Alphabet, the main universe of my first Fantasy series is composed by an endless ocean, I have other similar universes in my stories and the world of Fantastica (from _The Neverending Story_) is the same too, a flat world that extends endlessly in every direction.

So, you are not alone =)

About the problem of the day/night cycles and the seasons: The worlds in my endless ocean are continent-size islands. They have a magnetic field and a set of little moons that travel in circles at a huge elevation and around the islands. There is also a tiny sun-like thing for every island, which orbits like the moons and follows a cycle of light and darkness.

The island-worlds have day and night, but if you leave a world and venture far into the ocean, you just find a freezing, eternal night...

I hope that helps you =)


----------



## psychotick (Aug 14, 2012)

Hi,

The Horizon would still be a straight horizontal line somewhere in the distance, but you would likely be unable to make out any details of it because of the infinite distance.

And Steerpike raises a good point about the sun. On the plane directly underneath it it would look like a sun, but as you moved away from that point, heading in any direction, the sun would become smaller and smaller because the distance increases. Go to your house with a tape measure,  stick one end on a light fitting, and let it drop directly to the floor. This is the closest distance to it. Now walk north, south east or west, and watch as the tape measure grows longer. So either you have one sun and an infinite world where only a small circle of it is lit surrounded by ever decreasing circles of less light and colder temperatures, or you have multiple suns. And if you have multiple suns, they have to be in orbit around each other. 

But gravity is a bastard as well. Consider the Earth and the sun. The gravitational attraction between them is balanced by the centripetal force pushing them apart as the Earth spins around the sun. But you cannot have anything orbit an infinite plane. Because there is no orbit large enough for the sun to go around the plane. Draw a one inch line on a piece of paper and then a circle around it. It works. Now make the line two inches and see how much bigger the circle around it has to be. Now extend that line to infinity. So if the sun can't orbit the flat world, then only one force is in effect, gravity. Sooner or later the sun must crash into the flat world.

You could theoretically get around this problem by spinning the flat world so that the sun is in sink with the rotations, i.e. always perfectly above the dead centre of the flat world and in effect spinning around it. But then you have the problem that you can't spin an infinitely long object. The force that pulls the string apart as you spin a ball on a string around your head grows ever larger as the distance from the point of spin increases. Put a tennis ball on a string and twirl it around your head at a constant rate of spin. As you let the string out further, the force with which it pulls at your arm, grows, and sooner or later the string or your arm breaks. 

Infinite flat worlds even if they were possible, could not move.

Cheers, Greg.


----------



## Svrtnsse (Aug 14, 2012)

I don't think the way the sun becomes smaller is that much of an issue for most practical purposes. You'd have to travel very far in order for this to be noticable to the bare eye.

Supplied information:
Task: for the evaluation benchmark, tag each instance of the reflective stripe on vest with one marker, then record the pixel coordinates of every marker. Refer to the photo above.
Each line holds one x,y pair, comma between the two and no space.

Instructions:
a) In the forum thread on infinite flat worlds, what does someone find after leaving an island-world and traveling far into the ocean?
b) Pick up the forum thread on infinite flat worlds after its last sentence and keep writing.
The data plays no part in what follows.

Exercise responses:
a) A freezing, eternal night.

b)
Climate may be an issue though. The lands just beneath the sun may be warm, even too warm (seas of boiling lava) and the further away you get the colder it will get. It probably won't be colder over the same distance it gets colder on earth. If I understand things correctly the reason the poles are colder than the equator is that they're not facing the sun at the same angle. If that's the case then with a flat world you'd have to go very far indeed in order to reach arctic climates.


----------



## ALB2012 (Aug 15, 2012)

You could check Terry pratchett. His Discworld is well, a disc, carried on 4 elephants on the back of a turtle.

The disk spins, like a spinning top (I think) and the directions are "Rimwards"- out towards the edge, and "Hubwards"- towards the middle where lies the BIG mountain where the god's live. There is a sea that goes around the edge and pours over with a fence around to stop fishermen falling off.

I think the sun and moon circle it. 

I think infinate is a bad idea. If you have a sun and moon it cant be surely. If you are standing on the world it probably _ seems_ almost infinite. 

Seasons- could be landscape related or closer to the edge is cooler or whatever. Mountains are still mountains. It would not be completely flat, there would always be some terrain in the way.

Does it need seasons- some places have 2 rainy season and the dry season, as opposed to the 4 in the temperate zone.
Or even darkness for a while when the sun is underneath.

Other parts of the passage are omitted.